§ Tugas 1
Sebutkan semua permasalahan yang menurut kutipan di bawah ini dihadapi penulis dalam mengelola layanan kesehatan karyawan.
§ Tugas 2
Tulis kembali bagian kutipan di bawah ini mulai dari "Mengelola layanan kesehatan" sampai "restitusi tidak dipersulit.", lalu tukar "restitusi" dengan "penggantian biaya".

§ Kutipan
··········
Mengelola layanan kesehatan karyawan memang tidak mudah. Sebagai staf HRD, yang bertugas mengelola perlindungan kesehatan karyawan dan keluarga, saya selalu dihadapkan dengan berbagai permasalahan. Mulai dari karyawan yang tidak mau mematuhi prosedur yang ditetapkan (dan ujung-ujung ngamuk karena pengajuan reimburse/restitusi mereka tidak dapat dibayar), dokumen pengobatan yang tidak lengkap (dan lagi-lagi jadi alasan pengajuan reimburse mereka ditolak), keluhan pembayaran restitusi yang mulur (padahal pembayaran sudah menjadi kewajiban bagian Keuangan dan tidak lagi menjadi tanggung jawab HRD), hingga komplen karena dana penggantian yang dianggap tidak sesuai dengan biaya yang sudah mereka keluarkan. Tak hanya harus berhadapan dengan emosi karyawan, terkadang saya pun harus bersitegang dengan bagian keuangan agar proses pencairan restitusi tidak dipersulit.
··········
§ Cuplikan Data
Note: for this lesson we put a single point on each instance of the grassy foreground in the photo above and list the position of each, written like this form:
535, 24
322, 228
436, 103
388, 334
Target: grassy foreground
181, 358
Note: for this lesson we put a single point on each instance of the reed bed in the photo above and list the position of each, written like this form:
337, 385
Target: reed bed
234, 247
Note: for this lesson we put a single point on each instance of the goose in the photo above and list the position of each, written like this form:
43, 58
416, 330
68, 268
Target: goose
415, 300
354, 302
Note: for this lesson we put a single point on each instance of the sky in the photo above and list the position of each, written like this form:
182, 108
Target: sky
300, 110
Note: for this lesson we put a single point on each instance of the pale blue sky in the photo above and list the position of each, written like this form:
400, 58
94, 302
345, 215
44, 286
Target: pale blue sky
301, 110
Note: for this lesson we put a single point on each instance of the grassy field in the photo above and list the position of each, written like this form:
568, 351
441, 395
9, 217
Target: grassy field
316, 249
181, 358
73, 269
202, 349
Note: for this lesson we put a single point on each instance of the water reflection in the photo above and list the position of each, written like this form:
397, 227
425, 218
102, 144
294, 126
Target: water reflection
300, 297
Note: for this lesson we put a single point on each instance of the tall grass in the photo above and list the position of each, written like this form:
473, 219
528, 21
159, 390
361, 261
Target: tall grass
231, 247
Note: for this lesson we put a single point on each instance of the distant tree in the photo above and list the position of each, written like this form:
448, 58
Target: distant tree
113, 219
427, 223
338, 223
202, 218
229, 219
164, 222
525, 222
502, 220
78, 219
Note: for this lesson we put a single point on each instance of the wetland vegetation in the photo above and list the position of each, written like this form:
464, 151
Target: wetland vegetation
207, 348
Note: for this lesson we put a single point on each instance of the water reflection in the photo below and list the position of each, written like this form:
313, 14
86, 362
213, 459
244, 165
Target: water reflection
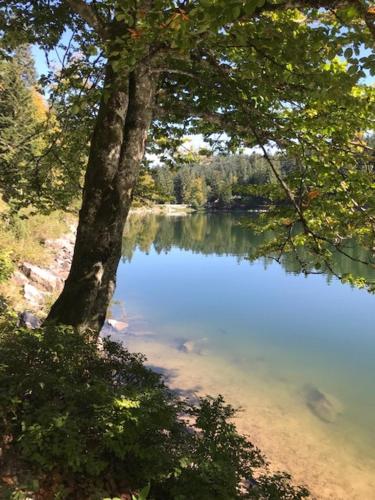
227, 235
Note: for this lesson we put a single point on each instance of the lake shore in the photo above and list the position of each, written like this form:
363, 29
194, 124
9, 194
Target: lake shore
291, 437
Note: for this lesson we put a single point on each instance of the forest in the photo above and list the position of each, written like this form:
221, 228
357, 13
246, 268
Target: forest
282, 91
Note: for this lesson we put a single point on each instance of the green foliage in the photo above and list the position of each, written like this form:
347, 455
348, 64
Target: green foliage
81, 423
6, 265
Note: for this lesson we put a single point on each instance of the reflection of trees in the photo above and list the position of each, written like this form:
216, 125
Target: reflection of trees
224, 234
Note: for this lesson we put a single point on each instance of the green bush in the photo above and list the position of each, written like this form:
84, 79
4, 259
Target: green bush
80, 423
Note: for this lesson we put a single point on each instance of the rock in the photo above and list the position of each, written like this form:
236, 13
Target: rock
19, 278
44, 278
34, 296
323, 405
191, 346
112, 326
29, 320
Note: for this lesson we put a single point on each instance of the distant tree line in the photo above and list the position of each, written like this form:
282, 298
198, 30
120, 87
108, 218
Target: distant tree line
212, 182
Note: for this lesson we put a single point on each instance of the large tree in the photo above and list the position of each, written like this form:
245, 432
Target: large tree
261, 71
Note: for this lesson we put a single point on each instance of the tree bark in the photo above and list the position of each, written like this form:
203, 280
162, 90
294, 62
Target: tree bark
116, 152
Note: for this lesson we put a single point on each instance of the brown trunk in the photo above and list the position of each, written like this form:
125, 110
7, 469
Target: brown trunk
116, 152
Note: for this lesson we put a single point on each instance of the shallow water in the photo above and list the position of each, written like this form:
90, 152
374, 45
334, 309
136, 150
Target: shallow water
266, 337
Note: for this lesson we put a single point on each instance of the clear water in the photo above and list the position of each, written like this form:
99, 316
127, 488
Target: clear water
189, 278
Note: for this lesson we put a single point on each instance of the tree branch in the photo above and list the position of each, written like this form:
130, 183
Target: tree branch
88, 14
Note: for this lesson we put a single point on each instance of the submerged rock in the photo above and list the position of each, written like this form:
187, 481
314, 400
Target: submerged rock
191, 346
323, 405
118, 326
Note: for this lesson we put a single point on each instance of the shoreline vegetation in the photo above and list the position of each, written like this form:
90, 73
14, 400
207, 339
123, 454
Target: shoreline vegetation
52, 459
103, 126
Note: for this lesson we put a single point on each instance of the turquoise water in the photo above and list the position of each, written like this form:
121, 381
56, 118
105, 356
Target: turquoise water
189, 278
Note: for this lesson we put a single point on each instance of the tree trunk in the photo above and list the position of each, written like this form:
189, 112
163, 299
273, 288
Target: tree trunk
116, 152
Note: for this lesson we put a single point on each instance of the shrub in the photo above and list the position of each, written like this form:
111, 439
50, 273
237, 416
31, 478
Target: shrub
80, 423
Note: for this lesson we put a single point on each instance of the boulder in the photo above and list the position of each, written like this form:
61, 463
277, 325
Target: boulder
118, 326
42, 277
112, 326
191, 346
34, 296
29, 320
323, 405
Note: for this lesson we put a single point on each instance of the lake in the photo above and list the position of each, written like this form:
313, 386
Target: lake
296, 353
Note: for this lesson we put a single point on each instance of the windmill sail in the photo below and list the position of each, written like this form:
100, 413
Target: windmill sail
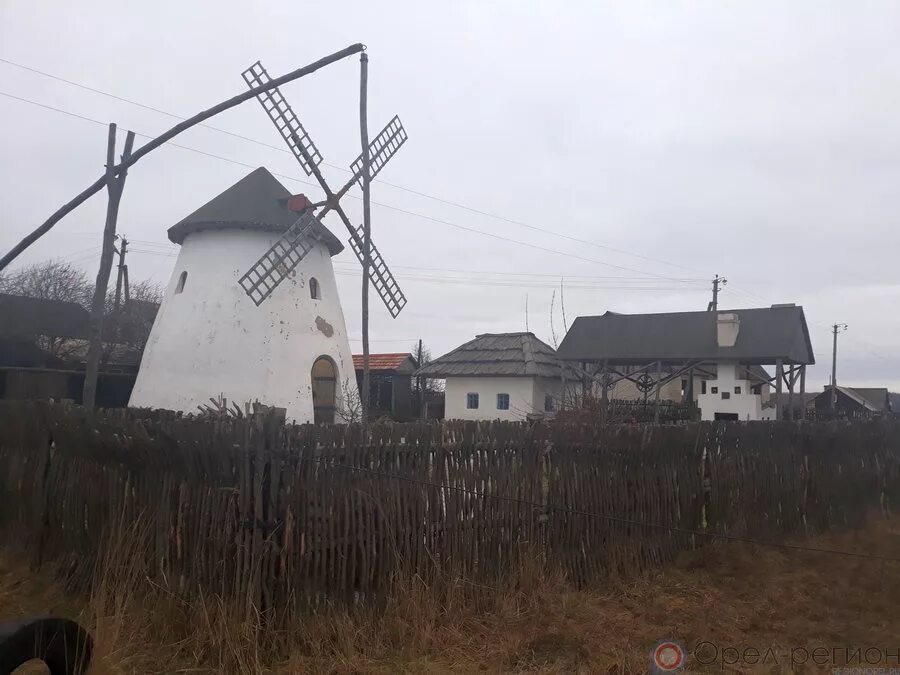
··········
§ Hasil Tugas 1
- Karyawan yang tidak mau mematuhi prosedur yang ditetapkan.
- Dokumen pengobatan yang tidak lengkap.
- Keluhan pembayaran restitusi yang mulur.
- Komplen karena dana penggantian dianggap tidak sesuai dengan biaya yang sudah dikeluarkan karyawan.

§ Hasil Tugas 2
Mengelola layanan kesehatan karyawan memang tidak mudah. Sebagai staf HRD, yang bertugas mengelola perlindungan kesehatan karyawan dan keluarga, saya selalu dihadapkan dengan berbagai permasalahan. Mulai dari karyawan yang tidak mau mematuhi prosedur yang ditetapkan (dan ujung-ujung ngamuk karena pengajuan reimburse/penggantian biaya mereka tidak dapat dibayar), dokumen pengobatan yang tidak lengkap (dan lagi-lagi jadi alasan pengajuan reimburse mereka ditolak), keluhan pembayaran penggantian biaya yang mulur (padahal pembayaran sudah menjadi kewajiban bagian Keuangan dan tidak lagi menjadi tanggung jawab HRD), hingga komplen karena dana penggantian yang dianggap tidak sesuai dengan biaya yang sudah mereka keluarkan. Tak hanya harus berhadapan dengan emosi karyawan, terkadang saya pun harus bersitegang dengan bagian keuangan agar proses pencairan penggantian biaya tidak dipersulit.